# Assignment:
Within the listing that follows, how many lines contain the word "path"? Only the number is wanted.

---- Input

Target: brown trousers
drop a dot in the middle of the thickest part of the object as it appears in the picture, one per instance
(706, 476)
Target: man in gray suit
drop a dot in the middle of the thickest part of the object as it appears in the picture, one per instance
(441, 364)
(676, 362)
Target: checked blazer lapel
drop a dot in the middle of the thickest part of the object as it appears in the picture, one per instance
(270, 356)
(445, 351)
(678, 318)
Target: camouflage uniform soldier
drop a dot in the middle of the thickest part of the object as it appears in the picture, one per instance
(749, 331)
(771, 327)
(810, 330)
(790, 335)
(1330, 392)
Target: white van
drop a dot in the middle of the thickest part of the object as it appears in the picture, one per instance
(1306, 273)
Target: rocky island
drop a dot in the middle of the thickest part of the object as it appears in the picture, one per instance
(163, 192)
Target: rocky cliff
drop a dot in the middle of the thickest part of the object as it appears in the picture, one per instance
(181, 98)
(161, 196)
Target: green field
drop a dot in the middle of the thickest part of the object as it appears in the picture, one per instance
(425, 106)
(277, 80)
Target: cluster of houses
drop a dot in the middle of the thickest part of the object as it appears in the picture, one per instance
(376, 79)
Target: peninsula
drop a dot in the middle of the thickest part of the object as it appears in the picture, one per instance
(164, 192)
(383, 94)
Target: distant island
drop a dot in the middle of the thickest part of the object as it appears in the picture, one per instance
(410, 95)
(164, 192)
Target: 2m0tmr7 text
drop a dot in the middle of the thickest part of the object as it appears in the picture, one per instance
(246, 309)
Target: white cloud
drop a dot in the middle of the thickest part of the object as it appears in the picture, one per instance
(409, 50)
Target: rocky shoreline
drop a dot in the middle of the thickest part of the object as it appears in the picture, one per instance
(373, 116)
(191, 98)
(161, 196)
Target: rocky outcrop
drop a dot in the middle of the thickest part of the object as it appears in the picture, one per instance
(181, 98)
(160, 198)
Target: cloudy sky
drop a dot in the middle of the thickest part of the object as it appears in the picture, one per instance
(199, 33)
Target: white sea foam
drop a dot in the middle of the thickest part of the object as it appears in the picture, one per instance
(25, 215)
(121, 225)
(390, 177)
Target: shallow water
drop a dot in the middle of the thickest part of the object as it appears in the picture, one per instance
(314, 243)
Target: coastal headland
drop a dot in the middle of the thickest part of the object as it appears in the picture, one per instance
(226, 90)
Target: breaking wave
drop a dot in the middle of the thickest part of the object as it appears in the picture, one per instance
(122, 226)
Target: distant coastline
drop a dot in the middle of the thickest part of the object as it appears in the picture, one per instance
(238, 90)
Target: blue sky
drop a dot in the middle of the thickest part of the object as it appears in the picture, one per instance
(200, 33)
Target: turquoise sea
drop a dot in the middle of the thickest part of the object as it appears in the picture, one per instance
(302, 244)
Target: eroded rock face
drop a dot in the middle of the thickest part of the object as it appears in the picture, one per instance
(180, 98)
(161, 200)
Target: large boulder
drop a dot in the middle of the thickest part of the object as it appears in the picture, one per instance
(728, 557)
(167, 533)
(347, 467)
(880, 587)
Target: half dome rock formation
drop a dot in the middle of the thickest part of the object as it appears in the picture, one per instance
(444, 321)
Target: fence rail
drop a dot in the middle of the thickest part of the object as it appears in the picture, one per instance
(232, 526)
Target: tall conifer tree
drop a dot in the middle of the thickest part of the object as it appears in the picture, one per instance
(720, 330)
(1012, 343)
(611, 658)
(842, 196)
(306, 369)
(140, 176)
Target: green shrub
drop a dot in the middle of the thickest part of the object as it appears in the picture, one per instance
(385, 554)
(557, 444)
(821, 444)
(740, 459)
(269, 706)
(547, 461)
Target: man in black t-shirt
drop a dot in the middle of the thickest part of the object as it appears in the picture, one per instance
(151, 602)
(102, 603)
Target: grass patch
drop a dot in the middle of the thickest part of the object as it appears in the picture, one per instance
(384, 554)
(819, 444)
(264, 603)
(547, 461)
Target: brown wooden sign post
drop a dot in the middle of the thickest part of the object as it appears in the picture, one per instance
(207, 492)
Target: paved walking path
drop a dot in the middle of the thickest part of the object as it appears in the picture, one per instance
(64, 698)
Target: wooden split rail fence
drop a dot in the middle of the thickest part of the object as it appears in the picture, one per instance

--------
---- Input

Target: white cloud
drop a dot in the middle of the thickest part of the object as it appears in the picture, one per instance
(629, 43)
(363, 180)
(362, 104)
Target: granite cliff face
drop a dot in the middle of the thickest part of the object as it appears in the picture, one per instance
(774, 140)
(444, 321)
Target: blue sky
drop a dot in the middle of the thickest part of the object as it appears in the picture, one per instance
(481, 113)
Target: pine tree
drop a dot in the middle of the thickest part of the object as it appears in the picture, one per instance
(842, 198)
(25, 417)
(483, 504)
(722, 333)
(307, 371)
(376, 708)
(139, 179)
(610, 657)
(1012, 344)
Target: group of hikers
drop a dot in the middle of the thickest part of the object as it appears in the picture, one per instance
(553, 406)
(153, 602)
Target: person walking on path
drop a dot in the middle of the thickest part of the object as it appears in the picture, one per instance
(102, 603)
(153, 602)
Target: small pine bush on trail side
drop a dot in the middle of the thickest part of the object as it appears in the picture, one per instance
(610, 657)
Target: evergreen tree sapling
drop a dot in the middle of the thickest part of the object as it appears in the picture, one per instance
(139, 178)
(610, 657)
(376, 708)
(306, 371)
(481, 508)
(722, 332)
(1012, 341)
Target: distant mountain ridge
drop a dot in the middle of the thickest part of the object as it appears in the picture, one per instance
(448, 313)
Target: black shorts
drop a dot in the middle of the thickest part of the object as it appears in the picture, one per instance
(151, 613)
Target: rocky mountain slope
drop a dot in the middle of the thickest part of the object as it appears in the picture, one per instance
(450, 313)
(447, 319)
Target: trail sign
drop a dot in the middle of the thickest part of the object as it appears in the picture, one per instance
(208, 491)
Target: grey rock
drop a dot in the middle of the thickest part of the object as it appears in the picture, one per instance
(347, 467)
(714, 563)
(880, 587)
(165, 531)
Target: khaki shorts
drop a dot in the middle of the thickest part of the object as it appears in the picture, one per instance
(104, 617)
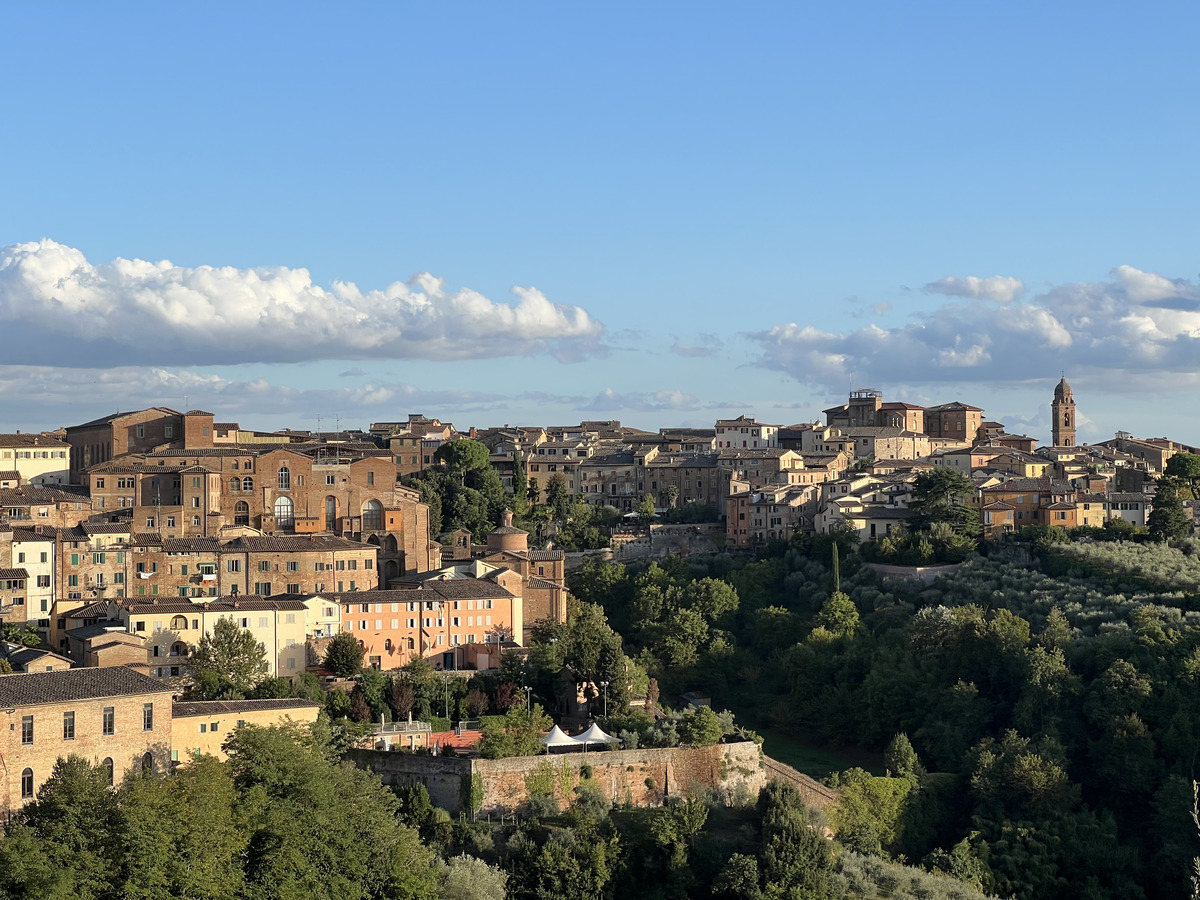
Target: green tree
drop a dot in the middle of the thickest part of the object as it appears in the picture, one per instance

--------

# Written solution:
2